Cutting out on these foods can alleviate gastrointestinal issues
London: Cutting out specific foods can alleviate gastrointestinal issues for physically active people, especially a runner, researchers say.
The study, conducted by researchers from the Anglia Ruskin University in Britain, showed that a low fermentable oligosaccharide, disaccharide, monosaccharide and polyol (or FODMAP) diet reduces some of the issues caused by exercise such as stomach cramps and bloating, and improves a person’s perceived ability to exercise.
FODMAP foods include those containing lactose (milk, yoghurt and cheese), fructans (found in cereals, breads and pasta), galactic-oligosaccharides (legumes and onions), excess fructose (for example in apples, pears and asparagus) and polyols (often added as a food additive).
“We found a clear benefit when following the low FODMAP diet, with a reduction in exercise-related gastrointestinal symptoms amongst otherwise healthy, recreational runners,” said Justin Roberts, Principal Lecturer at the varsity.
For the study, the researchers involved a group of healthy recreational exercisers.
Everyone in the group followed two eating plans for one week at a time, with the key difference being the FODMAP content.
The findings, published in the Journal of the International Society of Sports Nutrition, found that 69 per cent of those following a low FODMAP diet experienced an improvement in symptoms and were able to exercise more frequently and at a higher intensity.
In addition, the improvement in perceived pain, in conjunction with reduced experiences of bloating whilst on a low FODMAP diet, is likely explained by a reduction in intestinal water volume and gas production, caused by fewer indigestible carbohydrates available for fermentation in the gut.
However, further studies are needed to examine the benefits of this diet when combined with long-term training strategies.
It is important that people take care if deciding to follow a low FODMAP diet, as reductions in total caloric and carbohydrate intake may impact on nutritional quality, Roberts suggested.

→ **Your objective**:
What does the article on low FODMAP diets and runners say in the stretch from "For the study, the" through "in the gut."? Reproduce it word for word. The items that follow have nothing to do with the article on low FODMAP diets.

→ **Entries provided**:
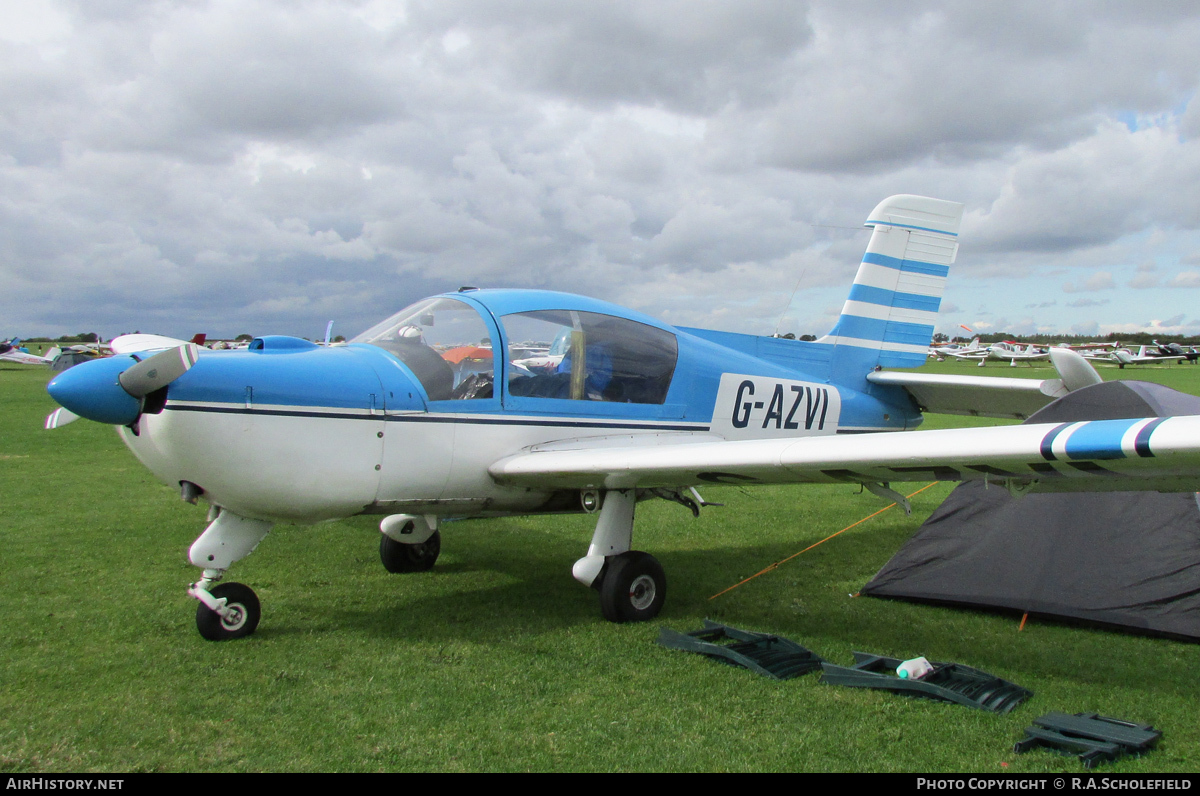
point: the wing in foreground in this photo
(1091, 455)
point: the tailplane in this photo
(888, 318)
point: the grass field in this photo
(497, 659)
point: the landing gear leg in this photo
(227, 610)
(631, 584)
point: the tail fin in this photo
(893, 304)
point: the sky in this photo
(264, 167)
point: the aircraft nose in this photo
(91, 390)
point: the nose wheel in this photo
(235, 614)
(634, 587)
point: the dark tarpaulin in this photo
(1121, 558)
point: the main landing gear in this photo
(409, 543)
(631, 584)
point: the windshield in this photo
(444, 342)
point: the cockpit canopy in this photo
(570, 354)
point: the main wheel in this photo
(633, 587)
(240, 621)
(399, 557)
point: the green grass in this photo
(498, 659)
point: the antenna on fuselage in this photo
(790, 299)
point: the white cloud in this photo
(688, 156)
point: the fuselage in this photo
(293, 431)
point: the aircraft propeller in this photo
(114, 390)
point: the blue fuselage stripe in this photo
(910, 265)
(1098, 440)
(438, 418)
(886, 298)
(1141, 444)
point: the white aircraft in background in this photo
(967, 351)
(12, 352)
(1014, 353)
(1146, 354)
(291, 431)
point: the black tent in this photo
(1120, 558)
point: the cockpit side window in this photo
(444, 342)
(588, 357)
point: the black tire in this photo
(634, 587)
(247, 610)
(399, 557)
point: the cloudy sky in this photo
(258, 166)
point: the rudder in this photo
(888, 318)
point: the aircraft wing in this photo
(142, 342)
(1095, 455)
(17, 355)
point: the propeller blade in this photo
(59, 418)
(159, 371)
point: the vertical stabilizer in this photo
(888, 318)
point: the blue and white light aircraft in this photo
(13, 352)
(291, 431)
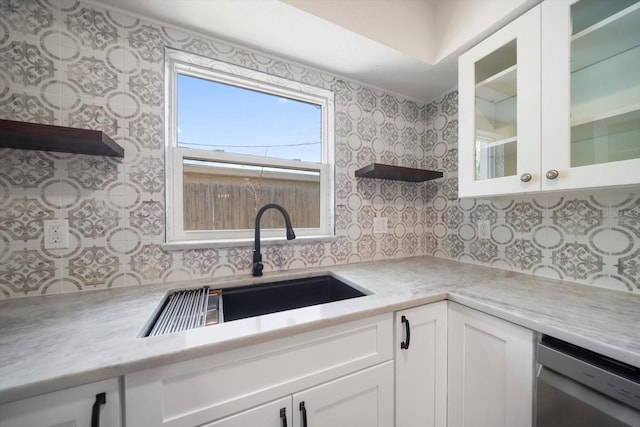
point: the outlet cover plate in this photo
(379, 225)
(484, 229)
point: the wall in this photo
(588, 237)
(74, 64)
(79, 65)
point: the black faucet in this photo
(257, 256)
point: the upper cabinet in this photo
(499, 98)
(552, 101)
(590, 93)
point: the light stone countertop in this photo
(53, 342)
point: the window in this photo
(238, 139)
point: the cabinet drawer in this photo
(68, 407)
(208, 388)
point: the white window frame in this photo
(179, 62)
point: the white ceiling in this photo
(408, 47)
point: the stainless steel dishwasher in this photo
(577, 387)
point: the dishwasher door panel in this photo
(562, 402)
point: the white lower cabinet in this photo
(491, 371)
(421, 366)
(363, 399)
(273, 414)
(329, 368)
(68, 408)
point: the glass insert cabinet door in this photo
(591, 93)
(499, 109)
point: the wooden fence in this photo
(215, 202)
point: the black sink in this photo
(256, 300)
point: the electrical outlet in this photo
(56, 234)
(379, 225)
(484, 229)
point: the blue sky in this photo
(217, 116)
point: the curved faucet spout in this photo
(257, 256)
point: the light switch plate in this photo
(56, 234)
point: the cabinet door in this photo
(421, 366)
(69, 408)
(499, 111)
(363, 399)
(591, 93)
(491, 371)
(273, 414)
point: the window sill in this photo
(245, 242)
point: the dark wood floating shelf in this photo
(397, 173)
(35, 136)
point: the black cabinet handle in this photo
(304, 414)
(404, 345)
(101, 399)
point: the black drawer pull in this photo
(404, 345)
(101, 399)
(304, 414)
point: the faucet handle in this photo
(257, 269)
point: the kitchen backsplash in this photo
(74, 64)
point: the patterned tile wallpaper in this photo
(70, 63)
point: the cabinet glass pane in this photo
(605, 81)
(496, 130)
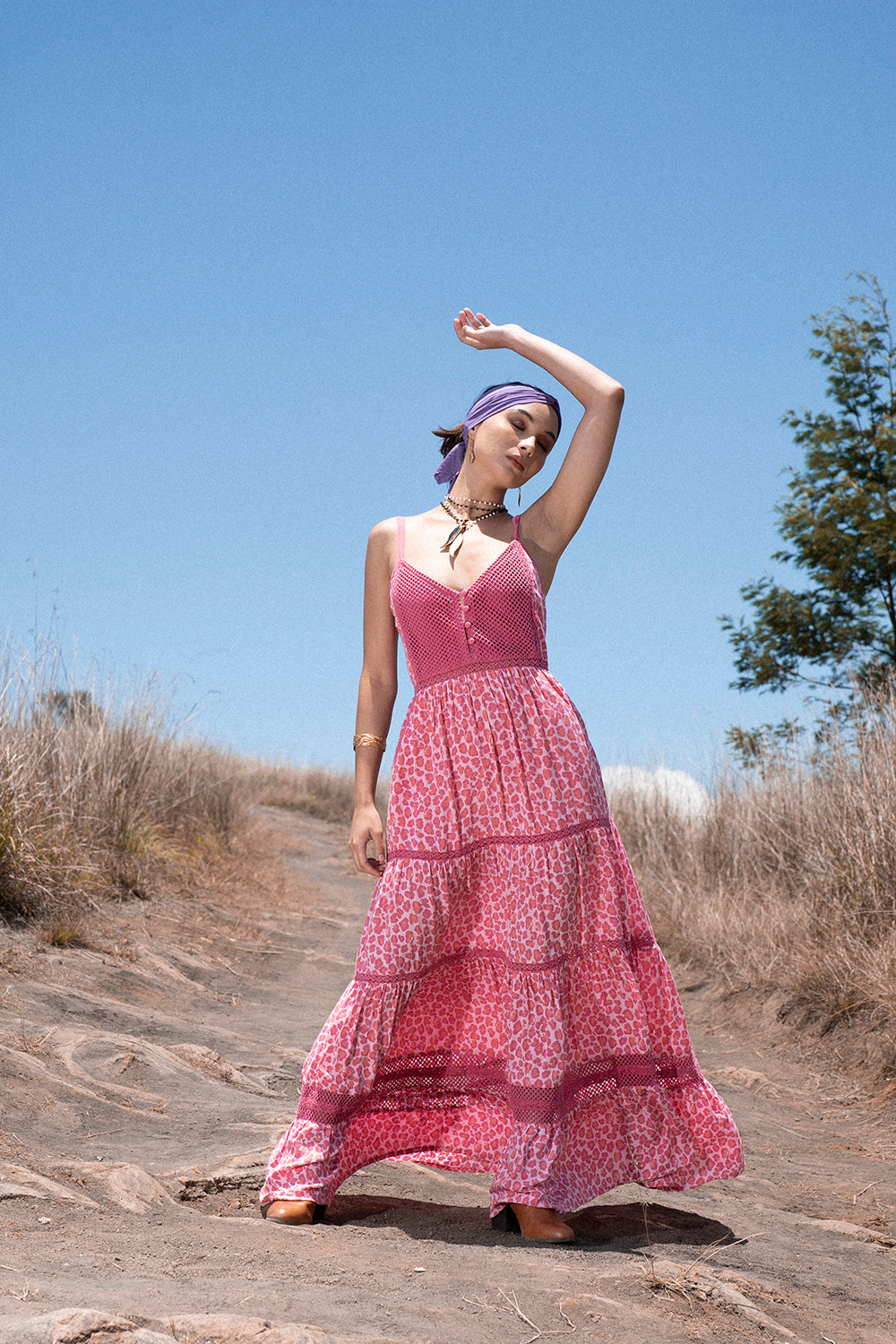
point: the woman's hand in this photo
(477, 331)
(367, 827)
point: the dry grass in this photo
(99, 795)
(788, 879)
(323, 793)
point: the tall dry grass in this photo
(99, 792)
(328, 795)
(788, 881)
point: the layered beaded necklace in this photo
(462, 523)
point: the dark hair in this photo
(452, 437)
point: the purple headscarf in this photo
(489, 403)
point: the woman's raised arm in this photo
(554, 519)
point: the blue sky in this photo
(237, 234)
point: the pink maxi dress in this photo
(511, 1011)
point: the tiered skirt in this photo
(511, 1011)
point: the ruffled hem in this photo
(664, 1142)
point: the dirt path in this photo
(140, 1099)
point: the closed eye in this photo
(546, 444)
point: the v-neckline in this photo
(447, 586)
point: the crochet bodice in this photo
(497, 621)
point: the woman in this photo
(511, 1011)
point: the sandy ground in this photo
(142, 1094)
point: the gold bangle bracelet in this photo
(368, 739)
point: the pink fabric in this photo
(511, 1011)
(497, 621)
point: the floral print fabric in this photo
(511, 1011)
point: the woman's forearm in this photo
(375, 702)
(587, 383)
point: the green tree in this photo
(839, 524)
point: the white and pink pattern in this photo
(511, 1011)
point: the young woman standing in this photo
(511, 1011)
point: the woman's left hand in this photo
(477, 331)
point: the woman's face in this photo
(514, 443)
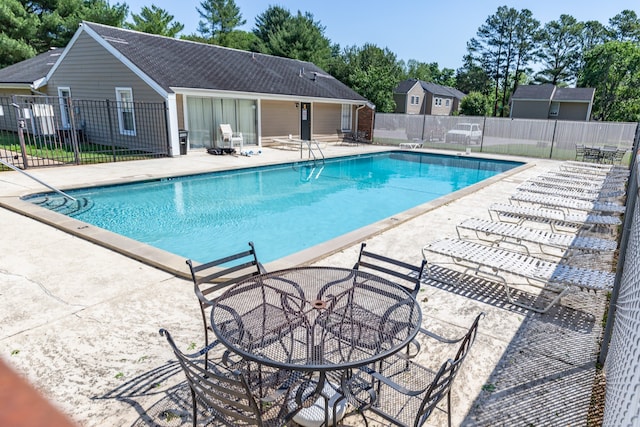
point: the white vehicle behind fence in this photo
(465, 133)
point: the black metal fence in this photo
(47, 131)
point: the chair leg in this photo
(195, 407)
(449, 406)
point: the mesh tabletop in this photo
(316, 318)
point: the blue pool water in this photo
(283, 209)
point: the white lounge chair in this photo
(594, 168)
(566, 204)
(571, 193)
(495, 263)
(592, 178)
(555, 218)
(229, 137)
(498, 232)
(580, 184)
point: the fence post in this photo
(553, 139)
(632, 197)
(110, 121)
(484, 127)
(22, 124)
(73, 130)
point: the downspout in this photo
(357, 110)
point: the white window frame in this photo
(124, 108)
(346, 118)
(64, 93)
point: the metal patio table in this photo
(316, 320)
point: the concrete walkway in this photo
(80, 321)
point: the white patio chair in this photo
(229, 137)
(496, 263)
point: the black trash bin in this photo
(183, 136)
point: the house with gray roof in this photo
(29, 76)
(548, 101)
(264, 97)
(414, 96)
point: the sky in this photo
(427, 31)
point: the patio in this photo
(83, 327)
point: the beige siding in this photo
(326, 119)
(530, 109)
(280, 118)
(572, 111)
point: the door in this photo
(305, 121)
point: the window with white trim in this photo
(126, 114)
(64, 93)
(345, 122)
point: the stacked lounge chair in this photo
(555, 218)
(567, 200)
(497, 232)
(497, 263)
(566, 204)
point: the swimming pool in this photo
(284, 209)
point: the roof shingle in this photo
(174, 63)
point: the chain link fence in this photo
(552, 139)
(48, 131)
(621, 343)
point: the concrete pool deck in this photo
(80, 321)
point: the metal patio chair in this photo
(406, 393)
(410, 275)
(221, 273)
(229, 395)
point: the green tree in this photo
(613, 69)
(219, 18)
(155, 20)
(428, 72)
(372, 72)
(503, 48)
(474, 104)
(625, 26)
(17, 31)
(560, 51)
(292, 36)
(269, 22)
(471, 77)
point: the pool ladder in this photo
(313, 150)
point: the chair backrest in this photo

→ **Exercise answer**:
For the study, the researchers involved a group of healthy recreational exercisers.
Everyone in the group followed two eating plans for one week at a time, with the key difference being the FODMAP content.
The findings, published in the Journal of the International Society of Sports Nutrition, found that 69 per cent of those following a low FODMAP diet experienced an improvement in symptoms and were able to exercise more frequently and at a higher intensity.
In addition, the improvement in perceived pain, in conjunction with reduced experiences of bloating whilst on a low FODMAP diet, is likely explained by a reduction in intestinal water volume and gas production, caused by fewer indigestible carbohydrates available for fermentation in the gut.